• _Assignment 1_: Name the inventions that the text on machine culture says made cultural transmission more efficient and larger in scope.
• _Assignment 2_: Render this sentence from the machine culture piece in Spanish: "In part, this was because human players copied strategies used by AlphaGo."
• _Assignment 3_: Pick up the piece on machine culture after its final sentence and keep writing.

BEGIN Text under study

Machine culture

The human capacity for cumulative culture is a key reason for our dominance on Earth. By learning from previous generations and making incremental changes along the way, we have created knowledge and practices that no individual human being could have discovered on their own. Over our history, various inventions––such as language, writing, and formal education––have made the process of cultural transmission more efficient and larger in scope, while changing it in various other ways as well.

It seems overwhelmingly likely that generative AI will have similarly profound effects on culture. A recent paper by Brinkmann et al argues that AI will affect all three Darwinian properties of culture:

  1. Variation: Machines will generate new cultural artifacts.
  2. Transmission: Machines will aid in the transmission of cultural artifacts and potentially mutate them along the way.
  3. Selection: Machines will select between different cultural artifacts, in ways that may potentially differ from how humans would select between them. Moreover, humans will select between different machines.

Variation Consider the game of go. There was little increase in decision quality among human players between 1950 and 2016, followed by a sharp improvement after the release of AlphaGo. In part, this was because human players copied strategies used by AlphaGo.

END Text under study
BEGIN Available data

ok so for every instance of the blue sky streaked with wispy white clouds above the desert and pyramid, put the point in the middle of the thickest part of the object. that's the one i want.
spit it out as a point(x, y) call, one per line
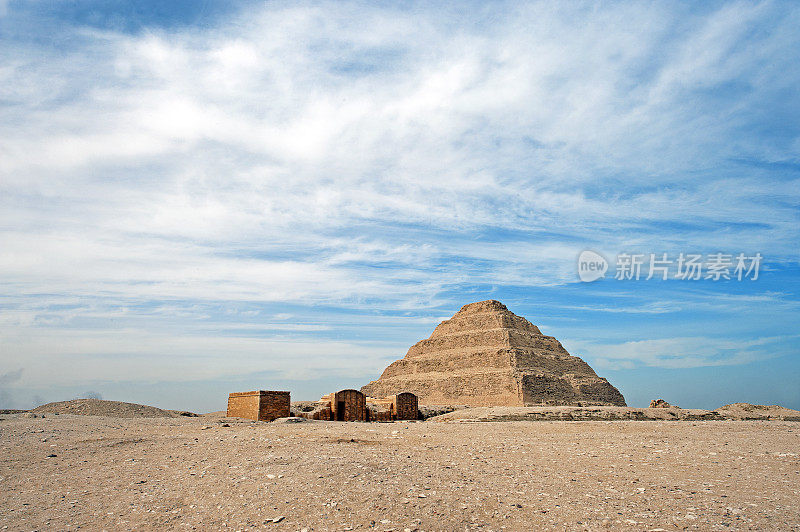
point(201, 197)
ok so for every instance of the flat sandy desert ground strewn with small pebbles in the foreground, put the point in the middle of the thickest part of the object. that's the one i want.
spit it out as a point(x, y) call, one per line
point(68, 472)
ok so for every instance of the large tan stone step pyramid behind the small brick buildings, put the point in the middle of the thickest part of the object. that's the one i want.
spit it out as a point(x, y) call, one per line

END Available data

• _Response 1_: Language, writing, and formal education.

• _Response 2_: En parte, esto se debió a que los jugadores humanos copiaron estrategias utilizadas por AlphaGo.

• _Response 3_:
Notably, this wasn’t only due to humans copying the strategies of AlphaGo, but rather the introduction of AlphaGo served as an impetus for humans to discover new strategies as well.

One key difference between humans and AIs is that AIs can engage in significantly more individual exploration. By contrast, humans tend to rely on pre-existing, culturally evolved solutions that are socially learned, with perhaps some individual learning and exploration on top of that. The capacity for significantly greater individual exploration and learning means that we could end up with some culturally alien traits––traits that unaided human cultural evolution may not be able to discover on its own. In this respect, AlphaGo is strikingly different from large language models, which mostly learn to reproduce human text.

I’m reminded here of what Shane Legg recently said on the Dwarkesh Podcast:

to get real creativity, you need to search through spaces of possibilities and find these hidden gems. That’s what creativity is. Current language models don’t really do that. They really are mimicking the data. They are mimicking all the human ingenuity and everything, which they have seen from all this data that’s coming from the internet that’s originally derived from humans.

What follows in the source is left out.